**Exercise brief:** Restate word for word the lines from the one containing "of the advertisement" through the end of the listing below, with both ends included.

---------- Supplied material ----------

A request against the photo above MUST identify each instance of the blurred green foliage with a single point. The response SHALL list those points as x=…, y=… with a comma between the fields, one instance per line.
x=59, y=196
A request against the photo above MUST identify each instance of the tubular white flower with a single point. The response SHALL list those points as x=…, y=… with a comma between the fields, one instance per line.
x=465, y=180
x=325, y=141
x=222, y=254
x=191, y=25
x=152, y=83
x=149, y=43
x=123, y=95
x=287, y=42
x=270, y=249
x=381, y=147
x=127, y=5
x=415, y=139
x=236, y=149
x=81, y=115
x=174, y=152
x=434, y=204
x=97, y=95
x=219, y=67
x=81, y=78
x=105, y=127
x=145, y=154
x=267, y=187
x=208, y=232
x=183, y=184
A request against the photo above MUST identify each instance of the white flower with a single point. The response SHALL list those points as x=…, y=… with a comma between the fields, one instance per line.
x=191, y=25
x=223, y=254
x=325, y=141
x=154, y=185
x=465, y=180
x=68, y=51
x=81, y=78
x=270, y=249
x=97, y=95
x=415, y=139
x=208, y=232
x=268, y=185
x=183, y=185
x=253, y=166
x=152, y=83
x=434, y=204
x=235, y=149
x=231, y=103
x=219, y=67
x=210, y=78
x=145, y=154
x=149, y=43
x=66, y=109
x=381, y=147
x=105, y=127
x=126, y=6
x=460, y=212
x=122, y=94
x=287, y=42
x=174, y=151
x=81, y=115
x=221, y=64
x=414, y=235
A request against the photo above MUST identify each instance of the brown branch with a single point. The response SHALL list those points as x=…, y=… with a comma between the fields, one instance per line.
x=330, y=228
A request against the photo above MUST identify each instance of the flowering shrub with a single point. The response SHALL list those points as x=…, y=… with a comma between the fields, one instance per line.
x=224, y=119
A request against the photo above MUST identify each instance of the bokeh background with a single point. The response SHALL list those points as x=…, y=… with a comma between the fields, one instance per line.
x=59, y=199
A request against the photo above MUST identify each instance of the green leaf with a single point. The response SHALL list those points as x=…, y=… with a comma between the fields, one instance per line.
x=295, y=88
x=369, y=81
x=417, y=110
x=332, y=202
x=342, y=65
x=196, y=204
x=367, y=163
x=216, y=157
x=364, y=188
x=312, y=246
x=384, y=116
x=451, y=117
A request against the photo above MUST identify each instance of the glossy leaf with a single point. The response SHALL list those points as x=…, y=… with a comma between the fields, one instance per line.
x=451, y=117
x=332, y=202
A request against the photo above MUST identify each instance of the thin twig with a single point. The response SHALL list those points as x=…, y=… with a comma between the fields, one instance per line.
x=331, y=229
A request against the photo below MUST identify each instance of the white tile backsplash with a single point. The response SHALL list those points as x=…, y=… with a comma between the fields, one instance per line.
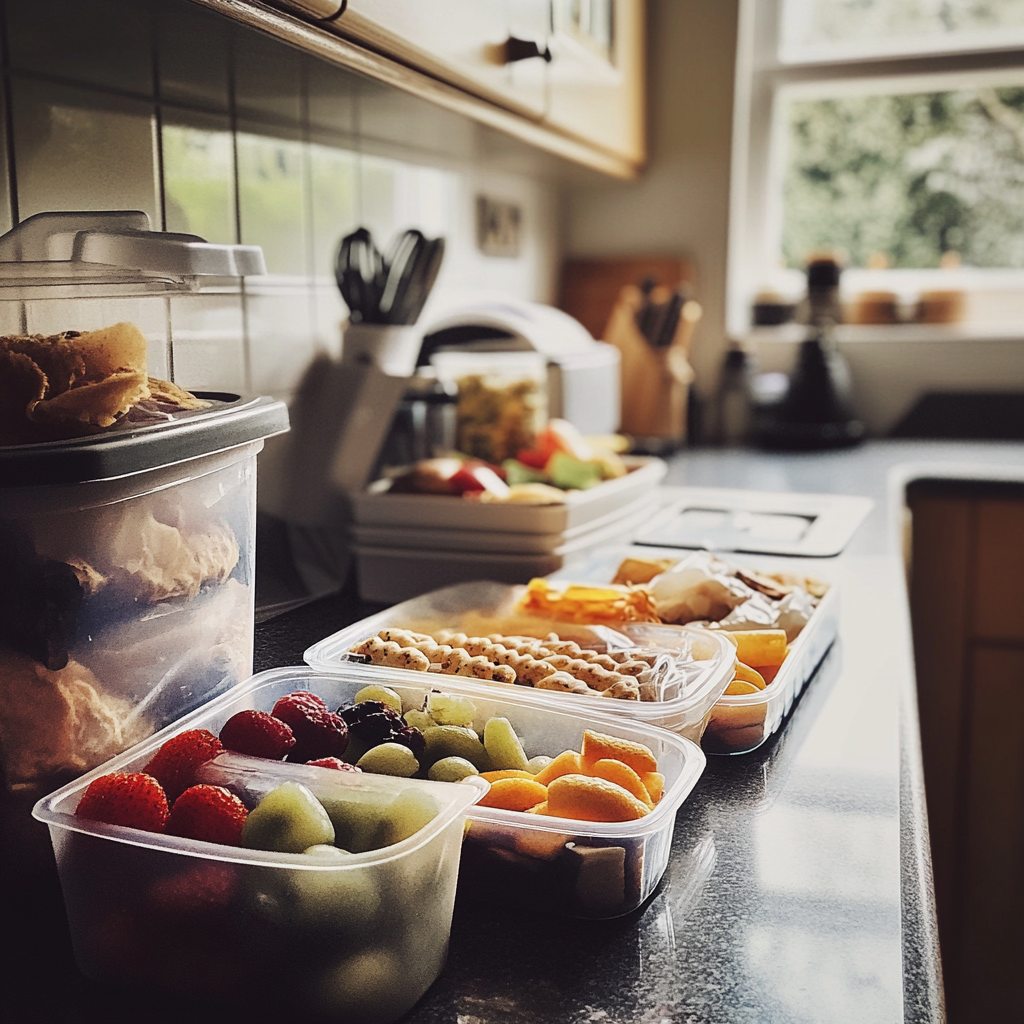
x=333, y=202
x=199, y=174
x=209, y=343
x=194, y=57
x=273, y=204
x=280, y=333
x=216, y=130
x=80, y=148
x=107, y=43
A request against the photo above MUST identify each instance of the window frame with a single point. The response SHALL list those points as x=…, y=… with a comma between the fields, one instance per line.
x=763, y=83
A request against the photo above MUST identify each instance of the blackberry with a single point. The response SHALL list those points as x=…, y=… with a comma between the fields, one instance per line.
x=373, y=722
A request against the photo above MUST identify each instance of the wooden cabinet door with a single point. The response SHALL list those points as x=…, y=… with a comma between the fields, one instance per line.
x=458, y=41
x=967, y=596
x=597, y=74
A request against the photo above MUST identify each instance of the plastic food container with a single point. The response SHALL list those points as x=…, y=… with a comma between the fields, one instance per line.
x=127, y=556
x=502, y=400
x=686, y=701
x=585, y=868
x=581, y=508
x=389, y=570
x=356, y=942
x=740, y=723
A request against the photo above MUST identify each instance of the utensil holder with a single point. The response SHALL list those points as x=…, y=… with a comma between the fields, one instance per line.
x=655, y=380
x=391, y=347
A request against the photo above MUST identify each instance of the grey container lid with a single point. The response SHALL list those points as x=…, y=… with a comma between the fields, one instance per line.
x=116, y=247
x=125, y=450
x=119, y=247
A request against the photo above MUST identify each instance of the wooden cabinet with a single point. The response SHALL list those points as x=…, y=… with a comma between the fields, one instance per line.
x=460, y=41
x=565, y=75
x=597, y=74
x=967, y=597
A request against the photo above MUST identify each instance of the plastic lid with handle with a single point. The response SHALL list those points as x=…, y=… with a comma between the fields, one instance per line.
x=116, y=247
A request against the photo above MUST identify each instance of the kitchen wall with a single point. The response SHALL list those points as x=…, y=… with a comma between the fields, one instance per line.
x=681, y=204
x=214, y=129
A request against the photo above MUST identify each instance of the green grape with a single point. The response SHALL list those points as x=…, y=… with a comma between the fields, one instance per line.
x=503, y=745
x=370, y=985
x=358, y=823
x=448, y=709
x=327, y=852
x=340, y=899
x=389, y=759
x=419, y=720
x=289, y=819
x=454, y=740
x=408, y=814
x=382, y=693
x=452, y=770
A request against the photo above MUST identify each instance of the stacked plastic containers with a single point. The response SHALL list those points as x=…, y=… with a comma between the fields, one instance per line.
x=410, y=544
x=126, y=556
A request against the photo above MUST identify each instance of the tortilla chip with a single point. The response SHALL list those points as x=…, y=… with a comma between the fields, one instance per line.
x=98, y=403
x=170, y=394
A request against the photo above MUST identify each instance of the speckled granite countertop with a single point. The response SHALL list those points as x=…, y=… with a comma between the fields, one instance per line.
x=799, y=888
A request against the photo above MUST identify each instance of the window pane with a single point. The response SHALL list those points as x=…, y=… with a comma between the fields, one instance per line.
x=824, y=30
x=907, y=177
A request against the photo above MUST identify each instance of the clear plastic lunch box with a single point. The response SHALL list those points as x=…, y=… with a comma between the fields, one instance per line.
x=356, y=942
x=702, y=659
x=740, y=723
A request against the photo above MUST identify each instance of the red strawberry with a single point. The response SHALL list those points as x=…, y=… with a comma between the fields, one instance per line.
x=334, y=763
x=257, y=733
x=318, y=732
x=131, y=799
x=175, y=764
x=209, y=813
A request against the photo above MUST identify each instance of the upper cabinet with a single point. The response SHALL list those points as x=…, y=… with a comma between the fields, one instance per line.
x=566, y=76
x=469, y=43
x=597, y=74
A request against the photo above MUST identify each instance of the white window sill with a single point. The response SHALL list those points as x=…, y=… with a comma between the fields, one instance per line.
x=791, y=334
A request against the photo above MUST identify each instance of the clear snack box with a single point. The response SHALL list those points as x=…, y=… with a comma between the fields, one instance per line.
x=695, y=670
x=356, y=941
x=127, y=555
x=740, y=723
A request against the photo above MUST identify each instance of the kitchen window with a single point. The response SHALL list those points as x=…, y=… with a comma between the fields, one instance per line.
x=891, y=131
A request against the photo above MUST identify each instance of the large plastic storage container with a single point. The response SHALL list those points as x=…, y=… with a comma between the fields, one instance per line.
x=126, y=555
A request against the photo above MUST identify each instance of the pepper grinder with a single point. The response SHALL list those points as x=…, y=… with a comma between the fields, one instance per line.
x=816, y=412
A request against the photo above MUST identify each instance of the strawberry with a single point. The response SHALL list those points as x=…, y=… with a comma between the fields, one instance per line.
x=334, y=763
x=257, y=733
x=175, y=764
x=208, y=813
x=131, y=799
x=318, y=732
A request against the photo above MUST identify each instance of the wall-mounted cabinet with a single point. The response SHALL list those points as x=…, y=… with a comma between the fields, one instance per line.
x=465, y=42
x=566, y=76
x=597, y=74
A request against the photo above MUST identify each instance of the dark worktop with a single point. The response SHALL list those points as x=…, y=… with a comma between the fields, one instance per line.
x=799, y=886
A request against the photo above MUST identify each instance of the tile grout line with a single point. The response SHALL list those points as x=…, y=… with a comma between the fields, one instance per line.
x=9, y=126
x=155, y=71
x=233, y=122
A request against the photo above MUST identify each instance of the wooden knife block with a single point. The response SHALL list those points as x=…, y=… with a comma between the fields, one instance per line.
x=655, y=381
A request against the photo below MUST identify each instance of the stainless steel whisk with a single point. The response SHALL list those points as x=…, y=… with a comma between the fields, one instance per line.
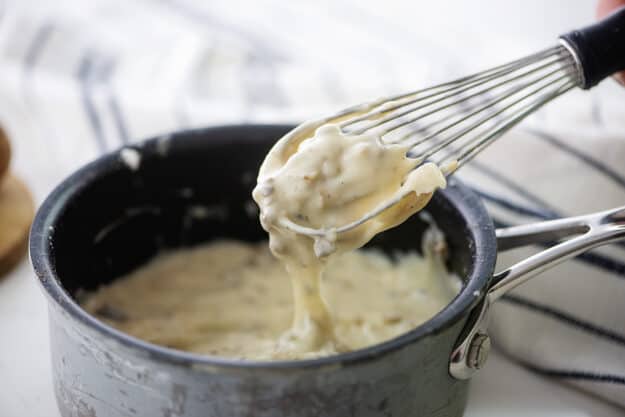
x=451, y=123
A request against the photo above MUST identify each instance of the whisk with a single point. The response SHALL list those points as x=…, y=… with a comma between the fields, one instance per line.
x=451, y=123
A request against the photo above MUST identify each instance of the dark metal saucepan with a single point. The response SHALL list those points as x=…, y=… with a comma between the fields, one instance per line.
x=107, y=219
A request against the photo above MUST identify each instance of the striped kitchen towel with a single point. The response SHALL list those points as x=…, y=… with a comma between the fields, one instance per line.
x=81, y=78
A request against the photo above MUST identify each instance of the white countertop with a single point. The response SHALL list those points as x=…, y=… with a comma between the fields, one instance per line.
x=500, y=389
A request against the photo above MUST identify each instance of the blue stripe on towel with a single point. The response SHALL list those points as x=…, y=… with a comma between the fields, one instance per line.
x=574, y=374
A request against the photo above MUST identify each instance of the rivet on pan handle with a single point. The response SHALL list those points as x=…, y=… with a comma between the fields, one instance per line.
x=580, y=234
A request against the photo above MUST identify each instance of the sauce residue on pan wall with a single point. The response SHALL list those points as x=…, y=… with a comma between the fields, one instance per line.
x=234, y=299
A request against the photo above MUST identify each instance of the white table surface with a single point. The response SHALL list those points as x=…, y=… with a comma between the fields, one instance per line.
x=501, y=389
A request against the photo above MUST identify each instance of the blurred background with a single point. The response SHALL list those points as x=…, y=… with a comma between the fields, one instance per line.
x=82, y=77
x=79, y=78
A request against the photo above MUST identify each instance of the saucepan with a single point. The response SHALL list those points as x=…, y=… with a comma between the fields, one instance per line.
x=119, y=211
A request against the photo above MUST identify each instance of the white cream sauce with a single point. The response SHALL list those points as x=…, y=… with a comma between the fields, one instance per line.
x=234, y=299
x=324, y=180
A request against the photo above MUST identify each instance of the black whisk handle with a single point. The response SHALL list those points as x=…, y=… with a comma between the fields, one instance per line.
x=599, y=48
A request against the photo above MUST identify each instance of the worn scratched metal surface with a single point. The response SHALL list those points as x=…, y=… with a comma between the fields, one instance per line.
x=99, y=372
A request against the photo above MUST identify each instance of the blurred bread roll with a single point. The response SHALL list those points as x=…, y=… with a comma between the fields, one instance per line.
x=5, y=154
x=16, y=213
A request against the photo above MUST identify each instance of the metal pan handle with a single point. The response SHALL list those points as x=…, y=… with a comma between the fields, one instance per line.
x=577, y=235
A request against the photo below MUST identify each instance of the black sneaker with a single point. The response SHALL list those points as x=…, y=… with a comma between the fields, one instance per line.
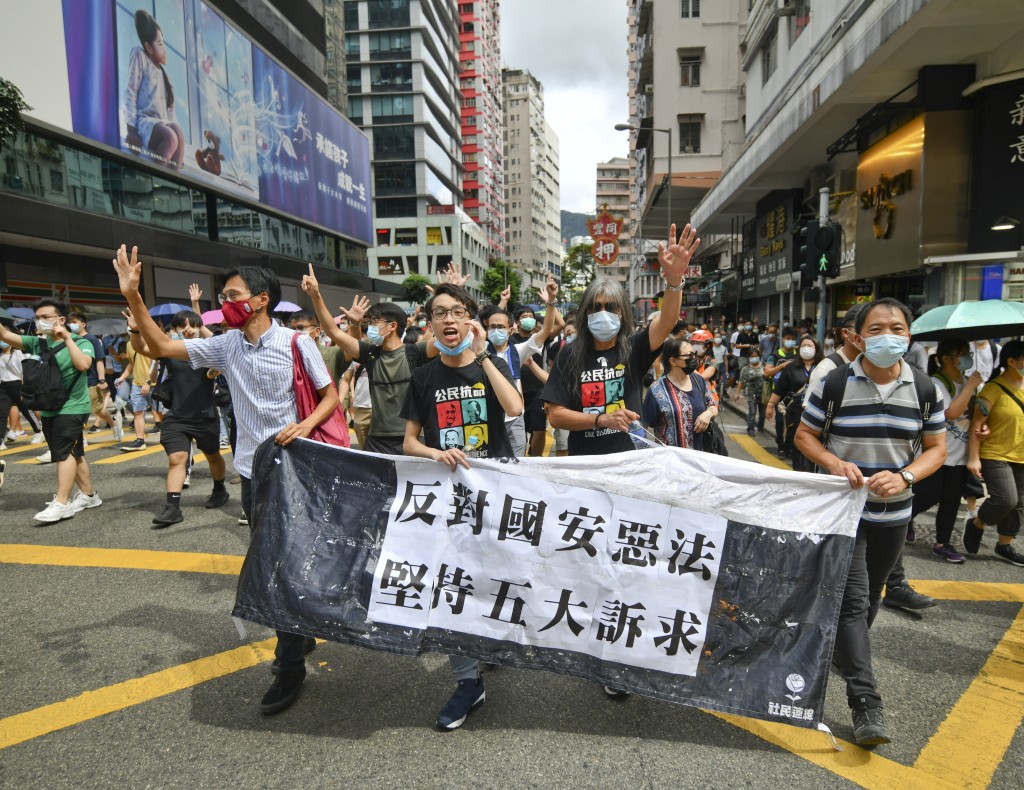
x=905, y=596
x=133, y=447
x=283, y=693
x=469, y=695
x=217, y=499
x=972, y=536
x=170, y=514
x=869, y=726
x=1011, y=554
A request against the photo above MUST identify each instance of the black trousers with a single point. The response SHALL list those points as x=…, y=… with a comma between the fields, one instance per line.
x=875, y=553
x=290, y=657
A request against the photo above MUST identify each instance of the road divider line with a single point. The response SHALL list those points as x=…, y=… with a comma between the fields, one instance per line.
x=992, y=707
x=760, y=454
x=59, y=715
x=138, y=559
x=151, y=450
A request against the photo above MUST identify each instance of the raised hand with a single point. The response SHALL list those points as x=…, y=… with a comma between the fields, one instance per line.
x=309, y=283
x=676, y=257
x=358, y=309
x=129, y=269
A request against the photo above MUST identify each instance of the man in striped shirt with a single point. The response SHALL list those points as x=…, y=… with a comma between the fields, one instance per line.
x=257, y=363
x=872, y=442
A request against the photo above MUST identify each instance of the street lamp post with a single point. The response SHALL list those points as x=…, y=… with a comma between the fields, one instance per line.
x=631, y=127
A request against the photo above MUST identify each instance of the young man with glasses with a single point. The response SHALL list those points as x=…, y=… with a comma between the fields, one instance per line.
x=388, y=361
x=62, y=426
x=257, y=362
x=459, y=401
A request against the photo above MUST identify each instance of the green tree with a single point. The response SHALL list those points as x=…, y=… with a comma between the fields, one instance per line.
x=416, y=288
x=496, y=278
x=11, y=106
x=579, y=268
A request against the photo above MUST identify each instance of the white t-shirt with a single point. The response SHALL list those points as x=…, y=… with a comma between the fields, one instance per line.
x=958, y=429
x=10, y=367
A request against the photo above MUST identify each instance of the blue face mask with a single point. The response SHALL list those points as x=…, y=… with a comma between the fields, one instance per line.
x=603, y=325
x=458, y=349
x=374, y=336
x=885, y=350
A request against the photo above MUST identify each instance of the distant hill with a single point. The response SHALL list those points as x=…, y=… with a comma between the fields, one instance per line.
x=574, y=223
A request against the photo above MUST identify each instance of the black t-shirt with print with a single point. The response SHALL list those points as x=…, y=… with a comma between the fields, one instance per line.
x=458, y=408
x=605, y=385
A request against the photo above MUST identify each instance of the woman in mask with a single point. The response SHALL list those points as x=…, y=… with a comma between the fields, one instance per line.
x=952, y=481
x=788, y=389
x=679, y=407
x=999, y=459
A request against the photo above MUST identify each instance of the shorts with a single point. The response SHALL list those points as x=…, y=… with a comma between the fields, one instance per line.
x=534, y=415
x=176, y=435
x=139, y=402
x=64, y=435
x=97, y=398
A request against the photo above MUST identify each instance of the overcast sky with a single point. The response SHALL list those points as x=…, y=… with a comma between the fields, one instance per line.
x=577, y=48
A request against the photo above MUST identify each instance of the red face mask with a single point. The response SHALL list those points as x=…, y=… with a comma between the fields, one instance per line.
x=236, y=314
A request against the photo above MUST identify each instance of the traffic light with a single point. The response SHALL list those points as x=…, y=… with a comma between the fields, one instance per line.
x=828, y=244
x=809, y=255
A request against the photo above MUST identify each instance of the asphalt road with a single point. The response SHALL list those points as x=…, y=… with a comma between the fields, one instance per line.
x=122, y=668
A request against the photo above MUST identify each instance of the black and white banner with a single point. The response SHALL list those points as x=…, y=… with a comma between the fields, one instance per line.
x=688, y=577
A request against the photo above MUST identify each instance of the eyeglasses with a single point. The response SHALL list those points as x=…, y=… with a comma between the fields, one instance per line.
x=231, y=296
x=458, y=312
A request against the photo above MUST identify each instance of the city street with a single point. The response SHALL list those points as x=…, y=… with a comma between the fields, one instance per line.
x=125, y=669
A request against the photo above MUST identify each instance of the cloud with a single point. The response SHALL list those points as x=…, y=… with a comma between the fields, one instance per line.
x=578, y=50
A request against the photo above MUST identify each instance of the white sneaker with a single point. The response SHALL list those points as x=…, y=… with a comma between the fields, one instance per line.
x=82, y=502
x=55, y=512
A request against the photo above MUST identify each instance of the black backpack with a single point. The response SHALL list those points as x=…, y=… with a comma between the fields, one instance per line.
x=42, y=387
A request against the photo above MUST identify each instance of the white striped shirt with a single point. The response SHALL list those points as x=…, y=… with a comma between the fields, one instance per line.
x=261, y=381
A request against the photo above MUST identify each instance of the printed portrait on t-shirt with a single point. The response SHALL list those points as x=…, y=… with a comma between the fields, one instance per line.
x=452, y=438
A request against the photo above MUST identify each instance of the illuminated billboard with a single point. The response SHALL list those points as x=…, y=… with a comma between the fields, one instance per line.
x=174, y=83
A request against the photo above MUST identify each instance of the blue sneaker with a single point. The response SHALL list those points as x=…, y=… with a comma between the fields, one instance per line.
x=468, y=696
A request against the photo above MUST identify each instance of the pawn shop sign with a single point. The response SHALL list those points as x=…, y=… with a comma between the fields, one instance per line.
x=604, y=230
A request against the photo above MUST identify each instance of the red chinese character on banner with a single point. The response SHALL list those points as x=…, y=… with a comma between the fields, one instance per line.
x=604, y=230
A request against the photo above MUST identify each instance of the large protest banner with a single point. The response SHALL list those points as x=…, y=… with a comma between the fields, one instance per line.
x=687, y=577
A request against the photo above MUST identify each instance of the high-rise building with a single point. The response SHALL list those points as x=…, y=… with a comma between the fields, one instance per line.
x=402, y=78
x=685, y=92
x=480, y=81
x=531, y=180
x=613, y=192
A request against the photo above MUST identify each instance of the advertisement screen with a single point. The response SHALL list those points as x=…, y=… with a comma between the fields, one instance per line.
x=174, y=83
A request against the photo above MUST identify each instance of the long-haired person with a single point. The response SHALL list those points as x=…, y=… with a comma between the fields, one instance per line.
x=999, y=459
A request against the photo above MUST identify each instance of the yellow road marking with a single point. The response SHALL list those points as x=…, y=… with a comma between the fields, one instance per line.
x=90, y=448
x=760, y=454
x=151, y=450
x=140, y=559
x=49, y=718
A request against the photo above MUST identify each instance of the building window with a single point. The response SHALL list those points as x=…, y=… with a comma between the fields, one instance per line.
x=689, y=71
x=800, y=19
x=769, y=55
x=689, y=133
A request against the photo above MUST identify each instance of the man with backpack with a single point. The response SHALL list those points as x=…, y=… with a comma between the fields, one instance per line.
x=55, y=371
x=856, y=426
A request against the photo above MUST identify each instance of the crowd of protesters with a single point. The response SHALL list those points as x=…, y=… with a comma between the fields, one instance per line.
x=857, y=406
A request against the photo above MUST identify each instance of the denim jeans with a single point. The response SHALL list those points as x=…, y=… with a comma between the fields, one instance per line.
x=1005, y=506
x=875, y=553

----------

**Response to this task:**
A request against the photo above MUST identify each instance of the advertisement screen with a single point. The response SHALL list those points as x=…, y=… with a comma between the fields, one instance per line.
x=174, y=83
A request against the photo above MUST identify each instance of the long-haired person with a single point. The response SHALL list those points as x=…, y=… with a comma between the fields, one instance per line.
x=999, y=459
A request against the photo above MUST identify each instance of the yellow road marking with a single point. The response SHALL list those points as x=…, y=… with a comma between the fields, one instance per line.
x=90, y=448
x=760, y=454
x=151, y=450
x=140, y=559
x=49, y=718
A request against the photo above MUST identify each instance of the building window with a single point. The response SHALL list those points as x=…, y=… with a comma between the fields, one instance per line.
x=689, y=71
x=800, y=19
x=769, y=55
x=689, y=133
A request against the photo above MUST identify each instance of the man with backpack with a single point. The response SHALL list those points as x=…, y=… with a comma between the fields, one instance per line.
x=55, y=371
x=856, y=426
A request against the photo above MUST identify each instance of the crowd of protesters with a single point. The response SHALL list those points as x=…, y=… with a comma between the fields, one instance per line.
x=857, y=406
A request against the photo above MUST identify each instance of the denim jeans with a single point. The response SHALL list those points as x=…, y=… with a comma between the fields, one instance per line.
x=1005, y=506
x=875, y=553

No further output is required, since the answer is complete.